GOAL OF THE EXERCISE: In the listing below, find each line containing "tree" and report it.

DATA SUPPLIED:
- Opening Delimiter -

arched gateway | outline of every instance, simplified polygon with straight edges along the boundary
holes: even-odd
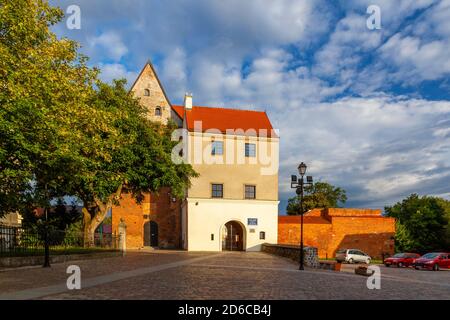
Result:
[[[244,251],[245,227],[237,221],[230,221],[222,228],[222,251]]]

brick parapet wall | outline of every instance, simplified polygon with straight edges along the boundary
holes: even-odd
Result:
[[[304,217],[303,239],[305,245],[318,248],[321,258],[332,258],[341,248],[361,249],[373,258],[394,252],[395,219],[381,216],[380,210],[316,209],[310,213]],[[300,216],[279,217],[278,243],[300,243]]]

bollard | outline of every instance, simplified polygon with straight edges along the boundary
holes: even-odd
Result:
[[[122,251],[122,256],[125,256],[127,252],[127,225],[123,218],[120,219],[119,223],[119,248]]]

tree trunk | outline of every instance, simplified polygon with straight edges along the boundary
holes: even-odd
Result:
[[[102,202],[101,200],[94,198],[95,206],[97,210],[96,213],[92,216],[89,210],[87,209],[87,203],[84,202],[83,208],[83,227],[84,227],[84,247],[91,248],[95,245],[95,230],[98,226],[105,220],[108,211],[112,208],[113,200],[118,200],[122,193],[122,186],[120,186],[116,193],[111,195],[108,201]]]
[[[86,209],[83,208],[83,244],[85,248],[90,248],[94,246],[94,234],[90,232],[91,227],[91,214]]]
[[[94,235],[95,230],[105,220],[111,205],[102,206],[97,213],[92,217],[86,208],[83,208],[83,225],[84,225],[84,247],[92,248],[95,245]]]

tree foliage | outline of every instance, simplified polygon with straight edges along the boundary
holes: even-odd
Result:
[[[303,209],[306,212],[315,208],[339,208],[346,201],[347,195],[345,190],[327,182],[319,181],[312,186],[305,187]],[[298,197],[289,199],[286,211],[288,215],[298,215],[300,213]]]
[[[124,80],[113,85],[99,82],[91,104],[109,114],[114,132],[105,132],[96,146],[107,159],[103,154],[85,153],[83,166],[74,177],[72,194],[85,204],[86,234],[92,235],[123,191],[139,201],[145,193],[170,187],[172,194],[181,198],[196,173],[188,164],[172,162],[175,127],[148,120],[147,110],[128,94]]]
[[[44,220],[43,210],[36,210],[29,207],[28,210],[23,211],[22,224],[26,227],[33,227],[38,224],[39,220]],[[62,198],[58,198],[56,204],[47,210],[47,225],[54,230],[67,230],[72,224],[81,221],[81,213],[77,210],[75,205],[67,206]]]
[[[385,212],[397,220],[397,250],[425,252],[450,245],[450,201],[412,194],[394,206],[386,207]]]
[[[102,83],[78,43],[51,32],[62,17],[45,0],[0,0],[0,215],[76,196],[91,241],[124,189],[182,197],[196,174],[171,161],[171,125],[149,121],[124,80]]]
[[[64,194],[88,124],[102,115],[86,104],[97,72],[49,29],[63,12],[40,0],[0,3],[1,215]]]

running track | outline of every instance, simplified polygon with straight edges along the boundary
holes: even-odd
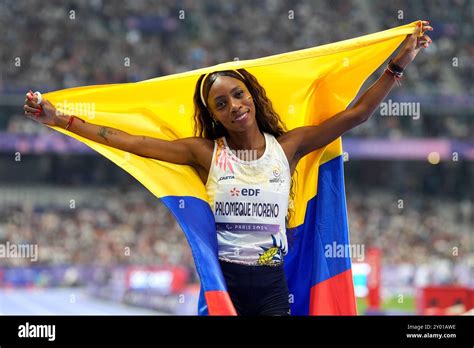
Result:
[[[80,288],[0,289],[0,315],[165,315],[89,296]]]

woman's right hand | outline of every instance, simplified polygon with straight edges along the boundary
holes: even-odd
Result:
[[[59,115],[56,108],[48,100],[43,99],[41,104],[37,103],[36,96],[30,91],[26,94],[25,116],[48,126],[57,126]]]

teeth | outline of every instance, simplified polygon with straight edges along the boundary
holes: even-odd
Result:
[[[244,112],[242,115],[238,116],[238,117],[236,118],[236,120],[241,120],[246,114],[247,114],[247,113]]]

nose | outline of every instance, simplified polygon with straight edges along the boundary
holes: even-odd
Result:
[[[230,106],[232,111],[238,111],[242,107],[241,104],[241,101],[236,98],[230,99]]]

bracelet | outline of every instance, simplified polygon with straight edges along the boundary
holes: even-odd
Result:
[[[393,59],[390,59],[390,61],[388,62],[388,67],[390,68],[390,70],[397,74],[403,74],[404,69],[400,65],[395,64],[393,62]]]
[[[403,76],[403,73],[396,73],[395,71],[391,70],[388,66],[385,68],[384,71],[385,74],[392,75],[393,79],[395,80],[395,83],[397,86],[401,86],[400,78]]]
[[[72,123],[74,122],[74,119],[75,119],[75,118],[81,120],[82,123],[86,123],[86,121],[84,121],[82,118],[79,118],[79,117],[77,117],[77,116],[71,116],[71,117],[69,117],[69,120],[67,121],[67,125],[66,125],[66,127],[65,127],[64,129],[66,129],[66,130],[69,129],[69,127],[71,127]]]

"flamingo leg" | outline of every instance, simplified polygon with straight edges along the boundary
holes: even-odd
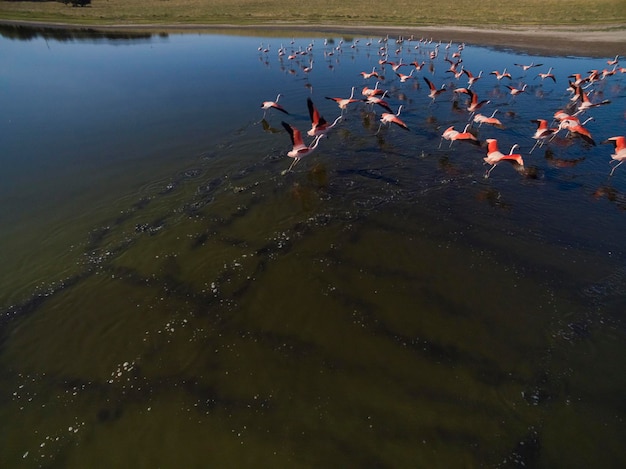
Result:
[[[626,161],[626,160],[622,160],[619,163],[617,163],[615,166],[613,166],[613,169],[611,170],[611,174],[609,174],[609,176],[613,176],[613,171],[615,171],[617,169],[617,167],[619,165],[621,165],[624,161]]]

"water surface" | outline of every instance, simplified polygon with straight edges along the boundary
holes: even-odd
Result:
[[[466,45],[504,125],[474,132],[525,161],[485,178],[484,146],[441,144],[459,44],[418,39],[387,41],[426,63],[405,83],[378,37],[0,39],[7,466],[624,465],[625,75],[588,88],[597,145],[529,153],[609,58]],[[334,120],[373,67],[410,130],[352,104],[282,174],[281,121]]]

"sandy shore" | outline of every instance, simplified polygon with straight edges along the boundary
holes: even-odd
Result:
[[[371,26],[319,24],[263,24],[263,25],[198,25],[146,24],[80,26],[61,23],[35,23],[0,20],[0,24],[34,28],[90,29],[100,31],[141,31],[153,33],[184,33],[212,31],[309,31],[311,33],[350,34],[362,36],[404,36],[432,38],[442,42],[465,42],[524,50],[530,53],[574,55],[584,57],[614,57],[626,55],[626,25],[574,26],[507,26],[474,28],[463,26]]]

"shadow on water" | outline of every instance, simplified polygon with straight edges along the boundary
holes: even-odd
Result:
[[[0,36],[19,41],[31,41],[42,38],[59,42],[81,41],[102,43],[105,41],[122,43],[150,41],[154,37],[167,37],[166,33],[151,34],[146,32],[107,31],[93,28],[59,28],[46,26],[24,26],[18,24],[0,24]]]

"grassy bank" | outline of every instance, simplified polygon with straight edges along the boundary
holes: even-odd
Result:
[[[58,2],[0,0],[0,19],[83,25],[341,24],[593,26],[626,24],[624,0],[92,0],[73,8]]]

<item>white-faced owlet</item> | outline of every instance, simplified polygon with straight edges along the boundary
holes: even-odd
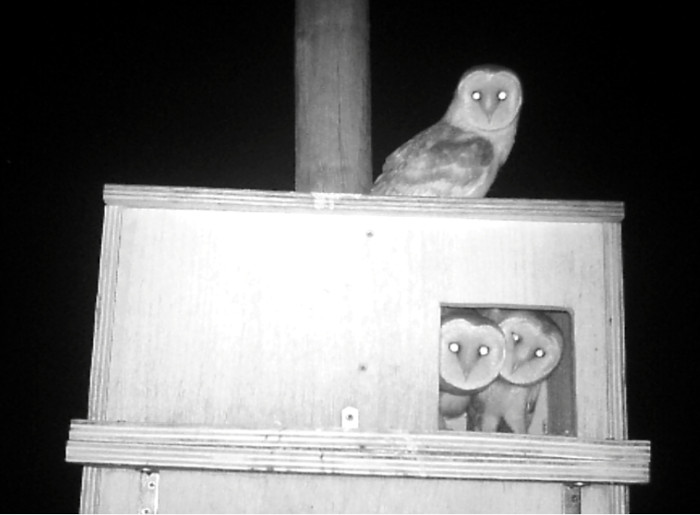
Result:
[[[564,337],[543,313],[501,309],[482,313],[503,331],[506,359],[499,377],[472,395],[468,429],[527,433],[540,388],[561,359]]]
[[[440,327],[440,400],[438,426],[466,413],[471,394],[498,376],[506,359],[498,325],[471,309],[443,315]]]

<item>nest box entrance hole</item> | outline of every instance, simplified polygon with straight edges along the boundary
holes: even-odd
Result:
[[[438,428],[575,436],[573,315],[441,305]]]

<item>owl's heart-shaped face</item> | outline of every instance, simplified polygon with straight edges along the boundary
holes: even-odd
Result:
[[[478,313],[443,321],[440,329],[440,389],[457,395],[484,388],[505,361],[501,329]]]
[[[508,70],[479,68],[462,76],[451,108],[454,124],[481,131],[513,125],[522,104],[518,77]]]
[[[548,317],[530,311],[505,315],[499,326],[506,338],[506,359],[501,377],[516,385],[546,378],[559,364],[564,338]]]

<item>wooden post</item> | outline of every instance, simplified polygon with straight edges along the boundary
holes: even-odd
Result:
[[[296,2],[297,191],[372,183],[368,0]]]

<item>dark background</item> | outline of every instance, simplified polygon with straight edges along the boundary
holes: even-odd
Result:
[[[676,125],[692,88],[664,32],[684,15],[528,4],[371,0],[375,175],[465,69],[520,75],[518,138],[489,196],[625,202],[629,436],[653,446],[632,510],[696,511],[693,171],[677,163],[695,137]],[[4,511],[78,509],[64,449],[86,417],[103,185],[294,188],[293,14],[292,1],[5,12]]]

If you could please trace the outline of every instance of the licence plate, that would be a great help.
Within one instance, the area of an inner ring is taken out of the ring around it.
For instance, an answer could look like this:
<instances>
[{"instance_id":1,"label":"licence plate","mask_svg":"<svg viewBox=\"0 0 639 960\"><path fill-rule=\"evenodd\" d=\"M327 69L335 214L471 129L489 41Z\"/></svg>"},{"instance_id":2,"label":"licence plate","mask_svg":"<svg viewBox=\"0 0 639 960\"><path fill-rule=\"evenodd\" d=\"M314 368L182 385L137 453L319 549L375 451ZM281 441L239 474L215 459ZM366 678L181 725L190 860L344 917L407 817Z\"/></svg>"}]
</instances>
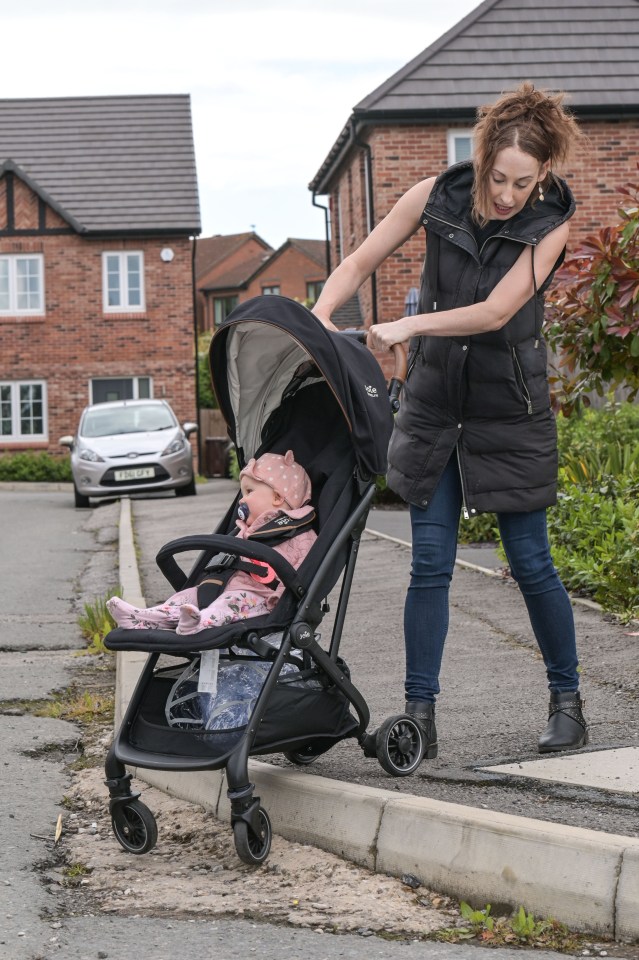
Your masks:
<instances>
[{"instance_id":1,"label":"licence plate","mask_svg":"<svg viewBox=\"0 0 639 960\"><path fill-rule=\"evenodd\" d=\"M155 476L153 467L128 467L126 470L115 470L113 477L121 482L126 480L150 480Z\"/></svg>"}]
</instances>

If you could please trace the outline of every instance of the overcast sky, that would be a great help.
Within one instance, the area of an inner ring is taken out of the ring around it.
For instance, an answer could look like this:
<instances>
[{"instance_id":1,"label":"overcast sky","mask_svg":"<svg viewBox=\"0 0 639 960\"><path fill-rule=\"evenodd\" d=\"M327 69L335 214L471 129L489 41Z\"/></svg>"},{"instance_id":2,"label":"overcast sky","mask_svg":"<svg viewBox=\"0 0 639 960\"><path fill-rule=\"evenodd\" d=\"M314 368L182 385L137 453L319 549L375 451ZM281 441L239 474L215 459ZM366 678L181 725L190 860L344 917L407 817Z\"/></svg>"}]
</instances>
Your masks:
<instances>
[{"instance_id":1,"label":"overcast sky","mask_svg":"<svg viewBox=\"0 0 639 960\"><path fill-rule=\"evenodd\" d=\"M307 185L352 107L477 5L0 0L0 96L189 93L202 236L321 238Z\"/></svg>"}]
</instances>

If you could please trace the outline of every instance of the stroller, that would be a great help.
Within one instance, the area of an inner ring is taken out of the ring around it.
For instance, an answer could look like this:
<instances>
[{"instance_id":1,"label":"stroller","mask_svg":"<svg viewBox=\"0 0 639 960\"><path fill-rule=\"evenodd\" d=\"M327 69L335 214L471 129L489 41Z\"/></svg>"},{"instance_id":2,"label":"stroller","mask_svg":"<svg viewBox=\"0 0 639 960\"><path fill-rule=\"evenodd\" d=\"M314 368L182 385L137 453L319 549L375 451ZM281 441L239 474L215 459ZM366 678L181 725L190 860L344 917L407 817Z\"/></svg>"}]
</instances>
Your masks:
<instances>
[{"instance_id":1,"label":"stroller","mask_svg":"<svg viewBox=\"0 0 639 960\"><path fill-rule=\"evenodd\" d=\"M393 776L413 773L422 760L421 728L406 714L367 732L366 701L339 656L360 538L375 478L386 471L392 407L406 369L398 347L389 402L363 340L362 332L328 331L302 304L280 296L240 304L212 339L212 381L240 466L294 450L311 479L317 539L294 569L266 544L236 538L238 494L214 534L173 540L156 561L174 590L212 571L223 580L240 554L270 564L286 586L274 609L189 636L118 628L106 637L111 650L149 653L105 763L113 831L131 853L150 850L157 827L131 791L125 765L225 768L238 856L259 864L270 850L271 823L249 781L249 756L283 753L304 766L353 737ZM187 574L176 556L193 551L199 554ZM340 577L323 645L318 628ZM214 696L198 689L212 650L219 651Z\"/></svg>"}]
</instances>

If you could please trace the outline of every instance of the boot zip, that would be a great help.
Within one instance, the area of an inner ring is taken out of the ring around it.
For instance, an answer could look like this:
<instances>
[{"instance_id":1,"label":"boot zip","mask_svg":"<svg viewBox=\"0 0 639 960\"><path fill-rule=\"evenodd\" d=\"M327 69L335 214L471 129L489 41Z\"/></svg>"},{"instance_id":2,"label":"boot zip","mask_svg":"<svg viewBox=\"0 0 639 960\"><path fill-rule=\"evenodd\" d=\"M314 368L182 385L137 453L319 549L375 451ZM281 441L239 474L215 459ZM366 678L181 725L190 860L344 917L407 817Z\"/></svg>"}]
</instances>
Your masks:
<instances>
[{"instance_id":1,"label":"boot zip","mask_svg":"<svg viewBox=\"0 0 639 960\"><path fill-rule=\"evenodd\" d=\"M526 402L526 408L528 410L528 413L531 414L533 412L533 405L532 405L532 400L530 399L530 391L528 389L528 384L526 383L526 380L524 377L524 371L521 369L521 364L519 362L519 357L517 356L516 347L513 347L513 362L517 367L517 372L519 373L519 381L521 383L521 392Z\"/></svg>"}]
</instances>

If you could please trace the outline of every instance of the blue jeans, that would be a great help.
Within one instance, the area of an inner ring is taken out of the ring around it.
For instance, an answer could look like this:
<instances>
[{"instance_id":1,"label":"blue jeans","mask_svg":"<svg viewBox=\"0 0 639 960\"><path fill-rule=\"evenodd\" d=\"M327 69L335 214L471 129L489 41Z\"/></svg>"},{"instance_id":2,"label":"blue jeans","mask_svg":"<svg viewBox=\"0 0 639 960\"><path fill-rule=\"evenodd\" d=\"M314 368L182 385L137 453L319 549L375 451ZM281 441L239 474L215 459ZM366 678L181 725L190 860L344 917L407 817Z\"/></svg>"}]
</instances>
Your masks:
<instances>
[{"instance_id":1,"label":"blue jeans","mask_svg":"<svg viewBox=\"0 0 639 960\"><path fill-rule=\"evenodd\" d=\"M410 507L413 563L404 608L407 700L434 701L439 693L461 505L457 459L452 457L429 505ZM511 573L544 658L548 686L561 693L575 691L579 688L575 624L550 556L546 511L500 513L497 519Z\"/></svg>"}]
</instances>

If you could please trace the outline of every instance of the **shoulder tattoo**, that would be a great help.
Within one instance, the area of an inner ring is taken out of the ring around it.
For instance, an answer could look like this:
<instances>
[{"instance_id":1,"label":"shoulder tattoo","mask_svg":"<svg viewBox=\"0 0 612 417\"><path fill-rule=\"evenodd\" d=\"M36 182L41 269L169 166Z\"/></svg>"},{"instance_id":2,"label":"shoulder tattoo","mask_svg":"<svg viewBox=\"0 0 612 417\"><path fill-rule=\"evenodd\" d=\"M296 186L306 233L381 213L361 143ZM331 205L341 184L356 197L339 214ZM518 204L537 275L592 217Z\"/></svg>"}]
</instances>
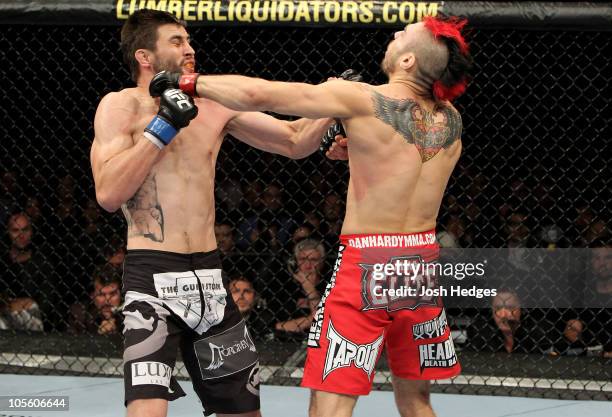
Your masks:
<instances>
[{"instance_id":1,"label":"shoulder tattoo","mask_svg":"<svg viewBox=\"0 0 612 417\"><path fill-rule=\"evenodd\" d=\"M461 115L450 106L437 106L430 112L414 100L392 99L376 91L372 91L372 102L376 118L415 145L423 162L461 138Z\"/></svg>"}]
</instances>

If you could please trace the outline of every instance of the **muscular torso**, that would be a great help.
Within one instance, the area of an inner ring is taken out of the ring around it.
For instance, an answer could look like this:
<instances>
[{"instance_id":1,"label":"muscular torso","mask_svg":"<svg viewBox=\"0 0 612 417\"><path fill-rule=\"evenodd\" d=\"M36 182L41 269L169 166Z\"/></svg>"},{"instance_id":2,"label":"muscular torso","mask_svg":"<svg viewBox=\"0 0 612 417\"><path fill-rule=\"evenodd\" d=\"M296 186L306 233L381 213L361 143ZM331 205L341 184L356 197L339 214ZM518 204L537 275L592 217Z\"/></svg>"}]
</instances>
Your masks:
<instances>
[{"instance_id":1,"label":"muscular torso","mask_svg":"<svg viewBox=\"0 0 612 417\"><path fill-rule=\"evenodd\" d=\"M461 153L461 118L449 104L371 89L374 115L344 121L350 181L343 234L433 229Z\"/></svg>"},{"instance_id":2,"label":"muscular torso","mask_svg":"<svg viewBox=\"0 0 612 417\"><path fill-rule=\"evenodd\" d=\"M123 90L138 99L134 143L157 113L159 101L138 89ZM212 101L196 99L198 116L160 153L138 191L122 210L128 225L128 249L179 253L210 251L214 234L215 163L223 129L232 112Z\"/></svg>"}]
</instances>

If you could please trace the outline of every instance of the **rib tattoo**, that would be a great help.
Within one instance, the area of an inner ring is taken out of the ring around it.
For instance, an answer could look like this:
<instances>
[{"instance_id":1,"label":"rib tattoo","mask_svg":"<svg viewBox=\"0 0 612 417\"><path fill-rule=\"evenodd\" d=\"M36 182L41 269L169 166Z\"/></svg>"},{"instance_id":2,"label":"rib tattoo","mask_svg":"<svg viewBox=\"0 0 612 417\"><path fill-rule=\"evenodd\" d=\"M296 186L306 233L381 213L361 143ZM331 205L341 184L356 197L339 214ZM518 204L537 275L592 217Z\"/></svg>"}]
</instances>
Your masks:
<instances>
[{"instance_id":1,"label":"rib tattoo","mask_svg":"<svg viewBox=\"0 0 612 417\"><path fill-rule=\"evenodd\" d=\"M164 241L164 212L157 199L155 174L149 174L136 194L130 198L123 214L129 236L144 236L154 242Z\"/></svg>"}]
</instances>

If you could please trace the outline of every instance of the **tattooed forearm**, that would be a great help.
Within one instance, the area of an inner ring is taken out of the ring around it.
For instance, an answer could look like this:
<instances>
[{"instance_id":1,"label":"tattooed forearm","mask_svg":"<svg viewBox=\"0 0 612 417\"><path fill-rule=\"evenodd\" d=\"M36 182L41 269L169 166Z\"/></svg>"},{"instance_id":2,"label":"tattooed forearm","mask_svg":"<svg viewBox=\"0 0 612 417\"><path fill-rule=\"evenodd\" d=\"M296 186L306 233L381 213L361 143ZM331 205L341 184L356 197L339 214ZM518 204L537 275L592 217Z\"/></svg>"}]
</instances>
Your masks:
<instances>
[{"instance_id":1,"label":"tattooed forearm","mask_svg":"<svg viewBox=\"0 0 612 417\"><path fill-rule=\"evenodd\" d=\"M430 112L414 100L396 100L376 91L372 91L372 101L376 117L415 145L423 162L461 137L461 116L450 106L437 106Z\"/></svg>"},{"instance_id":2,"label":"tattooed forearm","mask_svg":"<svg viewBox=\"0 0 612 417\"><path fill-rule=\"evenodd\" d=\"M129 236L144 236L154 242L164 241L164 212L157 199L155 174L149 175L134 197L123 208Z\"/></svg>"}]
</instances>

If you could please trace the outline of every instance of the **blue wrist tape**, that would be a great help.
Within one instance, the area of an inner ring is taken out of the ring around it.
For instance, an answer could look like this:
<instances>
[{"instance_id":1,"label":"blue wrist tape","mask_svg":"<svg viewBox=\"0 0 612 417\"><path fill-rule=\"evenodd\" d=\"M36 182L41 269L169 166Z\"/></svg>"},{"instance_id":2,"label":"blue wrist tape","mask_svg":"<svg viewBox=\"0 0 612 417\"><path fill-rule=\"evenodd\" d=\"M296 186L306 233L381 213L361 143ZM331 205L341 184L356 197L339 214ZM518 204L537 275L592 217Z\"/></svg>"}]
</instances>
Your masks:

- Closing Delimiter -

EXERCISE RESULT:
tree trunk | outline of every instance, simplified polygon with straight edges along the boundary
tree foliage | outline of every instance, simplified polygon with straight edges along the boundary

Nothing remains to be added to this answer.